* Begin READING TEXT *
# electrician



## lambys1 (Oct 20, 2009)

Hi , i am new to the forum and have not yet moved to the USA , i am from England and i am a qualified electrician , i am very seriously considering relocating to the USA , my question is does anybody know if the English qualifications i have are suitable for me to work as an electrician in the USA or if i would have to get any further certification , i would be most grateful if anybody could advise me or point me in the right direction of the relevant agency i would need to contact to find this information out .
Thanks in advance 
Matt


----------



## Fatbrit (May 8, 2008)

lambys1 said:


> Hi , i am new to the forum and have not yet moved to the USA , i am from England and i am a qualified electrician , i am very seriously considering relocating to the USA , my question is does anybody know if the English qualifications i have are suitable for me to work as an electrician in the USA or if i would have to get any further certification , i would be most grateful if anybody could advise me or point me in the right direction of the relevant agency i would need to contact to find this information out .
> Thanks in advance
> Matt


Your question probably misses the point. Unless you already have a means to emigrate to the US (you're a citizen, you're Cuban, you're married to an American, etc.), any answer is moot since being an electrician, even a qualified one, will not be enough to give you permission to live and work in the US.

But to answer your question, it's certified on a state level -- so there are more than 50 different answers to your question.


----------
* End READING TEXT *
* Begin GIVEN INFORMATION *
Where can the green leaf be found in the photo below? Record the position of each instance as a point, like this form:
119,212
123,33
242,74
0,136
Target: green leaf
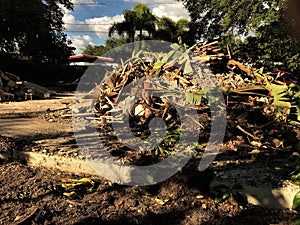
221,198
296,202
221,188
188,68
296,177
158,65
297,221
238,198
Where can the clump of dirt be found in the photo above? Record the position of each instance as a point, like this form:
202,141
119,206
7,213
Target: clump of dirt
27,197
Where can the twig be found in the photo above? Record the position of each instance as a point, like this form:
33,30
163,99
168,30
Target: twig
246,132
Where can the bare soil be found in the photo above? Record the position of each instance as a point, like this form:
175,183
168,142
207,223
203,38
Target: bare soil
32,195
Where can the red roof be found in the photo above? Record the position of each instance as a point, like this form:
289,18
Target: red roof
88,58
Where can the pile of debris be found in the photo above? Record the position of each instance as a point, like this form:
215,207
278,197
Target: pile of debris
190,70
13,89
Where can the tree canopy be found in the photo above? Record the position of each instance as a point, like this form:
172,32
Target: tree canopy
99,50
34,29
138,19
169,30
264,24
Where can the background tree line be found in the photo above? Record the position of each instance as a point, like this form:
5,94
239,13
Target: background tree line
140,24
260,32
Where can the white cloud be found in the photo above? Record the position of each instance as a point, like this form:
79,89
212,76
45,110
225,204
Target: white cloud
101,25
170,8
80,42
174,11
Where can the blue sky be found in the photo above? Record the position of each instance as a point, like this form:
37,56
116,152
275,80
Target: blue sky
90,20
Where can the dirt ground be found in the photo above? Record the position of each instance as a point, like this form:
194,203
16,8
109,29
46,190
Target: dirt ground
37,195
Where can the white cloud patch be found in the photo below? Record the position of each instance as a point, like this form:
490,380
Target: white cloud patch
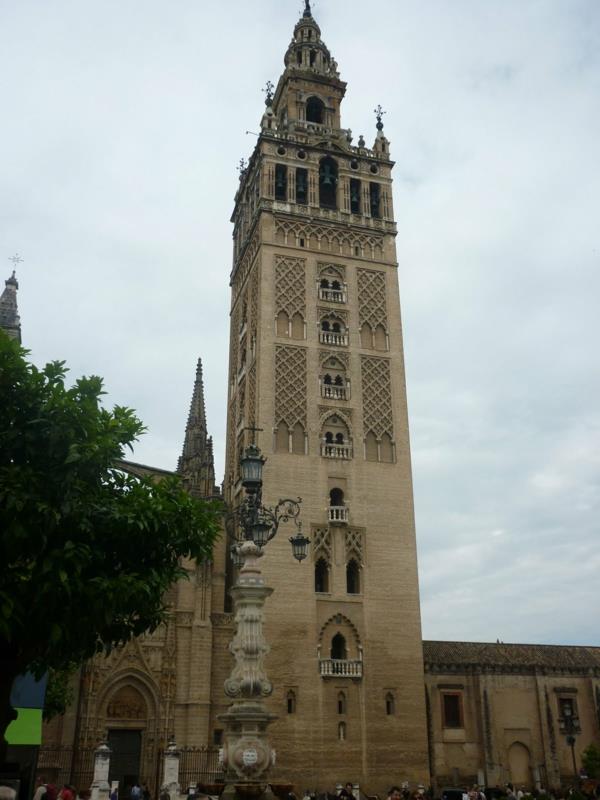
122,128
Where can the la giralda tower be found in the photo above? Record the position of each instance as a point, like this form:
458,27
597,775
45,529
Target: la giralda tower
316,364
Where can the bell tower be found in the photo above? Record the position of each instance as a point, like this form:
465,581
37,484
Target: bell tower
316,375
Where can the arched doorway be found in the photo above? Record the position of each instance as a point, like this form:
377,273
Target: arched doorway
126,718
519,764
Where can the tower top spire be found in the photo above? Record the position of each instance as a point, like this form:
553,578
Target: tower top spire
196,464
9,312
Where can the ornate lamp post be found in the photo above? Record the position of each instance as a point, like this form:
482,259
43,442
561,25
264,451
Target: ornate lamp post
571,728
247,754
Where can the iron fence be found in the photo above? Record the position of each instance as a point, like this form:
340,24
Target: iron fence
63,764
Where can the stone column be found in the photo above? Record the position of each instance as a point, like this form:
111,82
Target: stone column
247,754
100,786
170,782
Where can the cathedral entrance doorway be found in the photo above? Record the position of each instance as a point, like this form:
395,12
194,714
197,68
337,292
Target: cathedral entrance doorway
519,765
126,751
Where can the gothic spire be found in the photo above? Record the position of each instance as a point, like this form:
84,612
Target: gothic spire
196,464
9,312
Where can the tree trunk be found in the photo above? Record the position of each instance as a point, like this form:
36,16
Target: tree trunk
9,670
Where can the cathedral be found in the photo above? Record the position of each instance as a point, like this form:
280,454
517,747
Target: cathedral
316,379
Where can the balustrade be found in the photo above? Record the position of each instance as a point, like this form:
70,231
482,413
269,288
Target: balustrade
333,338
330,450
336,668
338,513
332,392
332,295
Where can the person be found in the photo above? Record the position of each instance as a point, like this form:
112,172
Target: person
40,790
346,793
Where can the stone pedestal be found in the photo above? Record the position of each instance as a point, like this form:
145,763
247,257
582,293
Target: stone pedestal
100,786
247,754
170,781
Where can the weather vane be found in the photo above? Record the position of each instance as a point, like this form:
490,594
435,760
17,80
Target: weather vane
379,112
268,90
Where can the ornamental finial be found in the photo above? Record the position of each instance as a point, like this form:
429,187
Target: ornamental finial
379,112
268,90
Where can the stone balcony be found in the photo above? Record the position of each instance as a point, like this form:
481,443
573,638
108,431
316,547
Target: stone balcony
333,338
332,392
336,668
332,295
330,450
338,514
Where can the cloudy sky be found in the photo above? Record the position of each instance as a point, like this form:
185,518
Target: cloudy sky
123,122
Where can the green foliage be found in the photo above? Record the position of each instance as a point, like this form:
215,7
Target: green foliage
87,551
590,760
59,691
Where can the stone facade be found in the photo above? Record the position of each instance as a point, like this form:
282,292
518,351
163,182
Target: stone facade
316,378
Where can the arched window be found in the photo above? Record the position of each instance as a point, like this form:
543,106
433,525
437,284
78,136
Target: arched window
366,336
298,439
282,438
291,702
371,449
297,326
328,183
280,182
315,109
338,648
390,704
387,449
336,497
321,576
352,577
283,324
380,338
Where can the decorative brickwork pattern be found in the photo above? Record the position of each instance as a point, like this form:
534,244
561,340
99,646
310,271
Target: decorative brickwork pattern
371,298
290,285
290,386
329,238
321,544
377,396
354,546
252,397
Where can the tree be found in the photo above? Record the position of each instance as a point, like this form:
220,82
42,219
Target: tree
590,760
87,551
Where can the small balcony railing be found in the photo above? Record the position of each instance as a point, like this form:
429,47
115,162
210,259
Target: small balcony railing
338,513
336,339
332,392
332,295
343,451
336,668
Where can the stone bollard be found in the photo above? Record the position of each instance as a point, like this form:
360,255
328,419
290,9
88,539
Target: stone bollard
170,783
100,786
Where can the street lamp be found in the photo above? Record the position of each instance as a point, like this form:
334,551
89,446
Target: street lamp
246,753
571,729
* End GIVEN INFORMATION *
▶ _EXERCISE AIM_
Answer these from the forum thread:
(a) What country does the first poster say he is from?
(b) At what level does the reply say electricians are certified?
(c) How many different answers does the reply say there are to the question?
The records were taken from a separate source and are unrelated to the forum thread.

▶ _THE RESULT_
(a) England
(b) The state level
(c) More than 50